What you will do: The data below should be restated word for word, with every picture omitted.

(Items listed in a dataset)
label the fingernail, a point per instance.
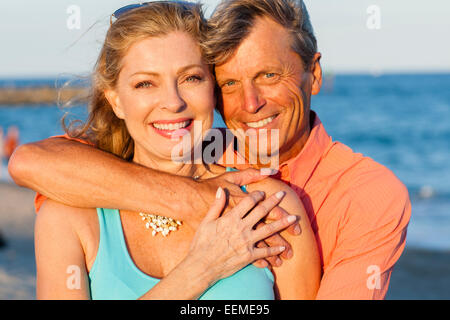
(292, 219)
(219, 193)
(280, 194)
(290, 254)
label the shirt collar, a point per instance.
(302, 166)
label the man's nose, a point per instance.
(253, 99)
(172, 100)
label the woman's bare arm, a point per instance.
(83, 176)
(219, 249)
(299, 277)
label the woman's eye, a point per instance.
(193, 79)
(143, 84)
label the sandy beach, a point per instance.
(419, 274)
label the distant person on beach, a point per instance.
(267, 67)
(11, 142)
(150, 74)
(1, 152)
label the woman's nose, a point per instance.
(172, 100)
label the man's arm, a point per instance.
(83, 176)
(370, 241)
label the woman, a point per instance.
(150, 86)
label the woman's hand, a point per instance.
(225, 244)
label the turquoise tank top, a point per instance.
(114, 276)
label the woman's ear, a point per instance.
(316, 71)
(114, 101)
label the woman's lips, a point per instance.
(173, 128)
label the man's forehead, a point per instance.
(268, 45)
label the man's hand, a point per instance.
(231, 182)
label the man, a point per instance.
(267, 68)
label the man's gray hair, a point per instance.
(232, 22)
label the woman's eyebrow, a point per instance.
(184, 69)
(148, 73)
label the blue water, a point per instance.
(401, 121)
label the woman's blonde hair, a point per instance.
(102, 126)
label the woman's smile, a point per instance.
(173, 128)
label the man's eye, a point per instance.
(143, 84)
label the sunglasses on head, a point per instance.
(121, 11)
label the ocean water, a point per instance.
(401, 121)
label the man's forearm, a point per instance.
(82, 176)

Expected answer:
label the fingernail, a point per instance.
(292, 219)
(219, 193)
(280, 194)
(290, 254)
label the shirt collar, a point per instance.
(302, 166)
label the man's nose, a point per instance.
(253, 99)
(172, 100)
label the woman's bare arm, a point per instance.
(83, 176)
(219, 249)
(299, 277)
label the woman's eye, a point per instance.
(193, 79)
(143, 84)
label the sandy beach, a point per instance.
(419, 274)
label the distant person on beach, a point per instance.
(267, 67)
(11, 142)
(150, 74)
(1, 152)
label the woman's nose, a point per instance.
(172, 100)
label the man's arm, a point per instance.
(83, 176)
(370, 241)
label the woman, a point per instance.
(150, 86)
label the woman's hand, a point per instance.
(225, 244)
label the turquoise tank top, a point per instance.
(114, 276)
label the woman's ear, a point per instance.
(316, 71)
(114, 101)
label the woman's lips, a point per instance.
(173, 128)
label the man's forehead, a point per instance.
(268, 45)
label the man's hand, a point per instance.
(231, 182)
label the man, a point per instance.
(267, 68)
label the man's gray hair, a point per instance.
(232, 22)
label the woman's eyebrow, a point per instance.
(184, 69)
(148, 73)
label the blue water, a point per instance.
(401, 121)
label the woman's blonde hair, a point per instance.
(102, 126)
label the woman's smile, a point per instance.
(173, 128)
label the man's eye, a point per instance.
(143, 84)
label the sunglasses on head, a point per instance.
(121, 11)
label the ocean water, a point per instance.
(401, 121)
label the man's forearm, a point per instance.
(82, 176)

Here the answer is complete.